Le silence complice…
L’Etat, censé mettre des garde-fous pour protéger le pays contre tout danger, applique le laisser-faire. Pire encore, aujourd’hui les débits de boissons s’ouvrent très tôt le matin. Or, l’ordonnance loi du 1er juin 1975 est claire à ce sujet. Elle stipule que: «les heures d’ouverture de tous débits de boissons quelconques, sont fixées comme suit sur tout le territoire de la République: de 18 heures à 23 heures, du lundi au vendredi, la vente de boissons devant cependant prendre fin dès 22 heures».
Puis, «le samedi et veille des jours fériés légaux à partir de 18 heures jusqu’au lendemain à 6 heures du matin». Puis encore: «le dimanche et jours fériés légaux à partir de 11 heures du matin jusqu’à 24 heures, la vente de boisson devant cependant prendre fin dès 23 heures». Rien n’y a fait. Sur le terrain, l’on constate autre chose. A en juger par un tableau tracé dans le rapport de l’OMS, la RD-Congo ne figure même pas parmi les pays africains où il y a une restriction d’âge pour avoir accès à l’alcool.
Curieux. Certains des RD-Congolais y voient un complot obscurantiste. «Les dirigeants encouragent nos enfants à boire pour qu’ils soient distraits pendant que les leurs étudient dans des grandes écoles, en Europe et en Afrique du Sud, pour qu’après ceux-ci viennent nous diriger», avance un parent kinois. Vrai ou faux? A chacun de voir ce qu’il en est. Cependant, le fait est que les jeunes étudiants, surtout les débutants, sont les plus versés dans la boisson. Des vrais disciples de Bacchus. Autre hypothèse. «L’Etat subventionne secrètement ces brasseries pour que le peuple boivent plus et qu’ils s’intéressent moins à la politique du pays», soutient-on. Surréalistes! Peut-être pas. La léthargie des dirigeants face à ce problème est pour le moins coupable.

**Lignes fournies:**
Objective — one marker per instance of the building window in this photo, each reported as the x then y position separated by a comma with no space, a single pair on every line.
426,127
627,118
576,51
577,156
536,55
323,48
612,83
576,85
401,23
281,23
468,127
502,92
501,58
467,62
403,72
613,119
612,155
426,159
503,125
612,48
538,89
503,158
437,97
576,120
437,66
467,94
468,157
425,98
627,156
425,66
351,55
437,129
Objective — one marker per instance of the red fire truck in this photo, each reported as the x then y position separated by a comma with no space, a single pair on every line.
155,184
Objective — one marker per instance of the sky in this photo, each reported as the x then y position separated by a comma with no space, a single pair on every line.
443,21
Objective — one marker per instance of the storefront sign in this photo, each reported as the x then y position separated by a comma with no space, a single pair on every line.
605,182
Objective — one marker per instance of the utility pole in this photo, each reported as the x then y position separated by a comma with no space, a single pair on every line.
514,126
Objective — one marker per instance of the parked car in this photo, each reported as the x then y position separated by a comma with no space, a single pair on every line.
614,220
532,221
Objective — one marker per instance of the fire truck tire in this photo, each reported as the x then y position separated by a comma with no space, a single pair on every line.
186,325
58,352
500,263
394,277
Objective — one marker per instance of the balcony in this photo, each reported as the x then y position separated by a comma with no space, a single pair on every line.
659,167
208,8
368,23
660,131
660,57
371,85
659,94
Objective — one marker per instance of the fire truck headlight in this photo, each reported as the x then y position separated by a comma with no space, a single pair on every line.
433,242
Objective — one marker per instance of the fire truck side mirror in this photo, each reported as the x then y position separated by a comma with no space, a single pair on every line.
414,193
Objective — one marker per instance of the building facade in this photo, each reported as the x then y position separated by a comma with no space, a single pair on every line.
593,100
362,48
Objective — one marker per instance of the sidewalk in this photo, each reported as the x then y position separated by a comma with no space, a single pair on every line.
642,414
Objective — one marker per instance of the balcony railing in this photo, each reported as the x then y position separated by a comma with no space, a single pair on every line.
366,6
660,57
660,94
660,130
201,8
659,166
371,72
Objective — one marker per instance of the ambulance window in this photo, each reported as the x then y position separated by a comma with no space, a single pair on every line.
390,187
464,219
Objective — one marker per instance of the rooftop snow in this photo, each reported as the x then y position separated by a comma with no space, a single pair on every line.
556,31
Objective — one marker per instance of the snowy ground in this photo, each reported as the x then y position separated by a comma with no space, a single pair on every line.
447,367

**Travail demandé:**
Recopiez le passage du texte fourni qui s'ouvre sur les mots contenant « Curieux. Certains des » et se clôt sur « le moins coupable. ».

**Zone de réponse:**
Curieux. Certains des RD-Congolais y voient un complot obscurantiste. «Les dirigeants encouragent nos enfants à boire pour qu’ils soient distraits pendant que les leurs étudient dans des grandes écoles, en Europe et en Afrique du Sud, pour qu’après ceux-ci viennent nous diriger», avance un parent kinois. Vrai ou faux? A chacun de voir ce qu’il en est. Cependant, le fait est que les jeunes étudiants, surtout les débutants, sont les plus versés dans la boisson. Des vrais disciples de Bacchus. Autre hypothèse. «L’Etat subventionne secrètement ces brasseries pour que le peuple boivent plus et qu’ils s’intéressent moins à la politique du pays», soutient-on. Surréalistes! Peut-être pas. La léthargie des dirigeants face à ce problème est pour le moins coupable.